• [Given text]:

· · · ·

MADISON, Wis. (AP) — The chief justice of the Wisconsin Supreme Court called for an investigation Wednesday after the leak of a draft order that showed the court would take a case brought by Planned Parenthood that seeks to declare that access to abortion is a right protected by the state constitution.

Chief Justice Annette Ziegler called for the investigation after Wisconsin Watch reported on the draft order that it obtained. The order as reported by Wisconsin Watch said the court would hear the court challenge, but it was not a ruling on the case itself.

“Today the entire court was shocked to learn that a confidential draft document was ostensibly leaked to the press," Zielger said in a statement. “I have contacted law enforcement to request that a full investigation be conducted.”

She said all seven justices were "united behind this investigation to identify the source of the apparent leak. The seven of us condemn this breach.”

Ziegler is part of a three-justice conservative minority on the court. The draft order did not indicate which justices were in favor of accepting the abortion case, and there were no dissents indicated, according to Wisconsin Watch.

Planned Parenthood brought the lawsuit in February. It asks the Wisconsin Supreme Court to overturn a 175-year-old state law that conservatives have interpreted as an abortion ban.

· · · ·

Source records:
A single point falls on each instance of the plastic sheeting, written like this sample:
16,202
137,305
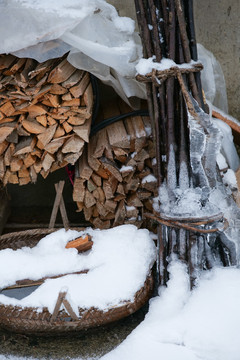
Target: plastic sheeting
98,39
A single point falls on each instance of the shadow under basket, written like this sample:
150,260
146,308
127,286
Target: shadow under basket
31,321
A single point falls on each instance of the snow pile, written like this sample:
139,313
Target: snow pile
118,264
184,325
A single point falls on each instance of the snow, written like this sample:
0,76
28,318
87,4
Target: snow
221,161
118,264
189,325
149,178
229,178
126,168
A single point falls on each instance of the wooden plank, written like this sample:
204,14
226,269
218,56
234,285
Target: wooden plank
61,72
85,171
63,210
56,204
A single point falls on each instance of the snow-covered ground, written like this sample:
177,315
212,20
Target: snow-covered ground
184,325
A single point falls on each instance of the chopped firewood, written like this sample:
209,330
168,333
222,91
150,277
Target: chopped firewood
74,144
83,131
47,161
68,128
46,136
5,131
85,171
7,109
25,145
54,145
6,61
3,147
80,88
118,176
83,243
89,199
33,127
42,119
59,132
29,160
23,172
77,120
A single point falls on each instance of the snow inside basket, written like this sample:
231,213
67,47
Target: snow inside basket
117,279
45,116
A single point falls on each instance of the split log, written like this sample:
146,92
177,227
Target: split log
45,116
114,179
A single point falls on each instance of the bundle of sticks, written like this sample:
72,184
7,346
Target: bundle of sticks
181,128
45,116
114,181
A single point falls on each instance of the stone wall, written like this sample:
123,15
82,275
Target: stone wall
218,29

· · · ·

• [Parts of the exercise]:
1) Repeat verbatim the passage of the Wisconsin Supreme Court article that opens with the words containing "She said all" and closes with "to Wisconsin Watch.".
2) In the Wisconsin Supreme Court article, how many justices make up the conservative minority that Ziegler belongs to?

• [Answers per task]:
1)
She said all seven justices were "united behind this investigation to identify the source of the apparent leak. The seven of us condemn this breach.”

Ziegler is part of a three-justice conservative minority on the court. The draft order did not indicate which justices were in favor of accepting the abortion case, and there were no dissents indicated, according to Wisconsin Watch.

2) Three justices.